> [Extrait de page]:

La « qualité de la lumière » est l’un des concepts que les photographes utilisent le plus souvent, mais peut-être devrions-nous l’expliquer un peu. De même, nous sommes tous un peu coupables de « surutiliser » cette énoncée: « bonne lumière / mauvaise lumière ». Mais qu’est-ce que cela signifie-t-il en réalité? Dans une certaine mesure, nous, photographes, sommes programmés à la fois avec des idées préconçues sur ce qui constitue une lumière favorable – sur la base de notre travail ou de celui des autres – et ce qui constitue une «mauvaise» lumière.
Nous avons également nos propres préférences esthétiques – certains d’entre nous peuvent préférer une lumière plus plate ou plus diffuse, en raison du lieu où nous demeurons (au nord par exemple) ou être prédisposé à voir et accepter une lumière plus contrastée, car nous habitons une région de la planète où la lumière est constamment plus dure, plus directe. Cependant je crois qu’il n’y a pas de lumière vraiment mauvaise, il n’y a que l’adéquation pour un sujet donné et un ensemble de préférences esthétiques. Pour bien comprendre cela je dois faire appel à quelques notions de physiques, mais rien de compliqué.
Je pense que le moyen le plus simple pour comprendre qu’une lumière est ni bonne ni mauvaise est de la décomposer en ses quatre caractéristiques de base: l’intensité, la directionnalité, la propagation et la couleur. Nous pourrons ainsi mieux comprendre qu’une lumière est objectivement ni bonne ni mauvaise, mais plutôt le résultat d’une appréciation qualitative qui change selon les photographes. C’est important de bien comprendre cela car bien souvent elle limitera notre créativité, croyant être en présence d’une mauvaise lumière.

> [Consigne]: Recopiez fidèlement le passage du texte sur la qualité de la lumière qui commence à « Je pense que » et se termine à « d’une mauvaise lumière. ».

> [Lignes du jeu de données]:
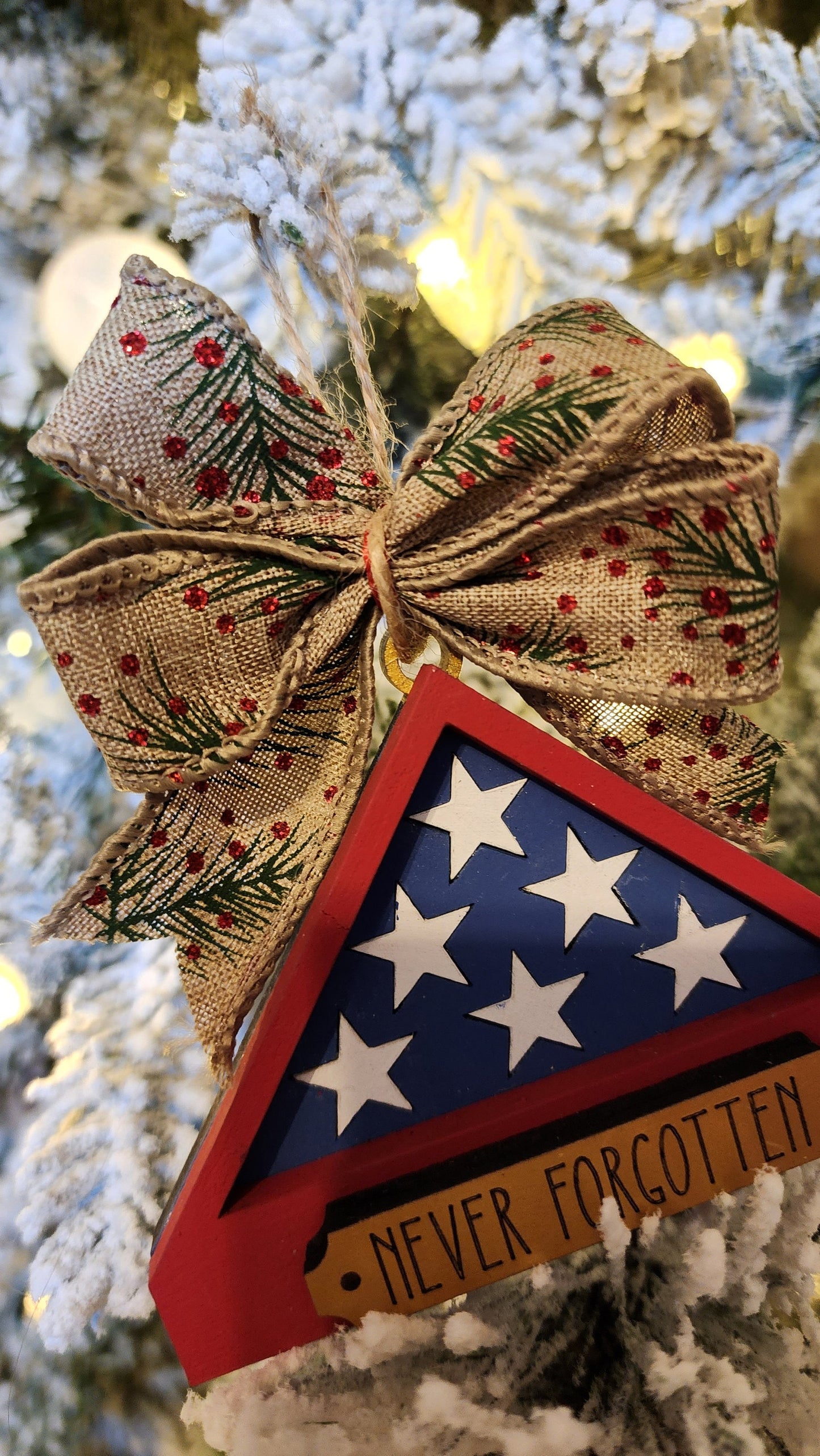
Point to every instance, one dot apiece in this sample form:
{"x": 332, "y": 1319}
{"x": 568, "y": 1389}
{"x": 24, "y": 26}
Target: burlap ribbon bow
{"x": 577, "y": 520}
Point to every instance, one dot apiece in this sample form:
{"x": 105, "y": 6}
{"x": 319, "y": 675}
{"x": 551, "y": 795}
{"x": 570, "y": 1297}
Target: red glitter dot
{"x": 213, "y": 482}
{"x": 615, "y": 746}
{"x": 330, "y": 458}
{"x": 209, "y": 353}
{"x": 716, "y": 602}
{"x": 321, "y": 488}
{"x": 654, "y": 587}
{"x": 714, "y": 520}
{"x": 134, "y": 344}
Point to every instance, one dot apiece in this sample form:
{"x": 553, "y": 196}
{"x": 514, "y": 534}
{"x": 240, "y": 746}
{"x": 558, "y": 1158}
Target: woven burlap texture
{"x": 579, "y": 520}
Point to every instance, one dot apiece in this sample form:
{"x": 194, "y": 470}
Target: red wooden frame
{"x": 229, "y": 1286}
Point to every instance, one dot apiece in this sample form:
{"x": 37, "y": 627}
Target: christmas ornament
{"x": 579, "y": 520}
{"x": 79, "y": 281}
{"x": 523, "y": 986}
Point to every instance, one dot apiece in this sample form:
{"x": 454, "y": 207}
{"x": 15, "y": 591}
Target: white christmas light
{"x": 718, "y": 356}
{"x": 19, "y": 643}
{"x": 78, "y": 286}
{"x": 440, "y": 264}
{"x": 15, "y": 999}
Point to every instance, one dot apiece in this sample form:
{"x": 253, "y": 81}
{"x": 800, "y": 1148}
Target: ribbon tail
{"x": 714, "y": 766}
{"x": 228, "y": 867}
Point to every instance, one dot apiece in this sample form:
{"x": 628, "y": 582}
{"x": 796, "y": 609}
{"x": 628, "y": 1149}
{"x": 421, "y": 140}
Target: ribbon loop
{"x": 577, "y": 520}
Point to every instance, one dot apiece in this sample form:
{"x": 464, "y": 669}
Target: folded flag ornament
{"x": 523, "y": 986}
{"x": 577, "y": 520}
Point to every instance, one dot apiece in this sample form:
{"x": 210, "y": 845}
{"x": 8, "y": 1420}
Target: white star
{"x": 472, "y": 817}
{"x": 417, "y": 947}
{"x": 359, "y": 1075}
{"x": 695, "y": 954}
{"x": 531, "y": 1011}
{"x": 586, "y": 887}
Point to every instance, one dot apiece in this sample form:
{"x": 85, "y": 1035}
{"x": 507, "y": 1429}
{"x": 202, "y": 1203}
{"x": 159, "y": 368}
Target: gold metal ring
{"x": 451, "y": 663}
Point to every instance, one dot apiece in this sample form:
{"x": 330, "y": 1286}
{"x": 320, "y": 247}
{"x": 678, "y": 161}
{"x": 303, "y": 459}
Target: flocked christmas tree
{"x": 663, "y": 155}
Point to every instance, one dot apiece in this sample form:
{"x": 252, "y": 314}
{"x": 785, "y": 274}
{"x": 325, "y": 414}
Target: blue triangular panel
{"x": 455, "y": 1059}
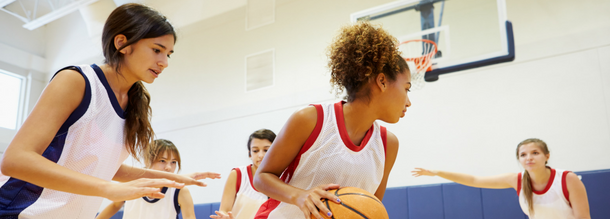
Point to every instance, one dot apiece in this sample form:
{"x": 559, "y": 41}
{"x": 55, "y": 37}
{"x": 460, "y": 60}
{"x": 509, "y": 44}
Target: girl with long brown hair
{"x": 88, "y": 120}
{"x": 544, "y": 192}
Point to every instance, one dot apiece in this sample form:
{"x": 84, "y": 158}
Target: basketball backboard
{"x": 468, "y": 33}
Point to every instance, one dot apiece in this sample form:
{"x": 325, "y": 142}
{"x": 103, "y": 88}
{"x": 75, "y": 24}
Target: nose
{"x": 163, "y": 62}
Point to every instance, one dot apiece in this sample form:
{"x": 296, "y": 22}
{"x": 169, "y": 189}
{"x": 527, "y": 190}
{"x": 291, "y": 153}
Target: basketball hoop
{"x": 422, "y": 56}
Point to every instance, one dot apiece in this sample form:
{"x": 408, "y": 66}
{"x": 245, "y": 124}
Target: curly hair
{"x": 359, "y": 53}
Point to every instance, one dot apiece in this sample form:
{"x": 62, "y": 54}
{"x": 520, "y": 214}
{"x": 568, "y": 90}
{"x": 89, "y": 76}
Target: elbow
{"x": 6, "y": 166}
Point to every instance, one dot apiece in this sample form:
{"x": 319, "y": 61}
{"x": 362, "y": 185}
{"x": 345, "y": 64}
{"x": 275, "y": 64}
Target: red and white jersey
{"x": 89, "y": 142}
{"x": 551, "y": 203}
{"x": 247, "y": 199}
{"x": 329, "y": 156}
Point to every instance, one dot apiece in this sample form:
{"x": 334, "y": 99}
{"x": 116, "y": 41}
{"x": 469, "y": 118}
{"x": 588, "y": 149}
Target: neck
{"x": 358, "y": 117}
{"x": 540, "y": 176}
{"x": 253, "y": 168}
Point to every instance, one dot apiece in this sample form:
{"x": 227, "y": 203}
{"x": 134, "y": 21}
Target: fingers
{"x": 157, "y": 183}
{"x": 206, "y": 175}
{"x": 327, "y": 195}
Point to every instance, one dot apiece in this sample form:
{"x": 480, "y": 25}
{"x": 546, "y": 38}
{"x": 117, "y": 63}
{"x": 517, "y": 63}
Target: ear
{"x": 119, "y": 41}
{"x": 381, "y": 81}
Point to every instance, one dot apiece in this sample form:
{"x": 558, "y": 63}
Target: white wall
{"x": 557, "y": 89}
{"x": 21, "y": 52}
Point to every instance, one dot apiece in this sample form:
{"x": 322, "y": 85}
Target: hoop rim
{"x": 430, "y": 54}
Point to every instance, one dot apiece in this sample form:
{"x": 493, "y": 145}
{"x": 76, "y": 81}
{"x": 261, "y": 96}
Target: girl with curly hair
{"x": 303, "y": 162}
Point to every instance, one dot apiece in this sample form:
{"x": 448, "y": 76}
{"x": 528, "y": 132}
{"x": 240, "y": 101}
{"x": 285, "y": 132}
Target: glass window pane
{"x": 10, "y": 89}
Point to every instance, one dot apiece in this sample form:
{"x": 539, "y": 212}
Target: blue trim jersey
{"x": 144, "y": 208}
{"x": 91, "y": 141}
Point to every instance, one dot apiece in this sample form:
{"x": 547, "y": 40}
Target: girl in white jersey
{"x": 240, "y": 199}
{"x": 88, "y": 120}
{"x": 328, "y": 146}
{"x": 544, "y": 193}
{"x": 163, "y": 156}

> [Exercice corrigé]:
Je pense que le moyen le plus simple pour comprendre qu’une lumière est ni bonne ni mauvaise est de la décomposer en ses quatre caractéristiques de base: l’intensité, la directionnalité, la propagation et la couleur. Nous pourrons ainsi mieux comprendre qu’une lumière est objectivement ni bonne ni mauvaise, mais plutôt le résultat d’une appréciation qualitative qui change selon les photographes. C’est important de bien comprendre cela car bien souvent elle limitera notre créativité, croyant être en présence d’une mauvaise lumière.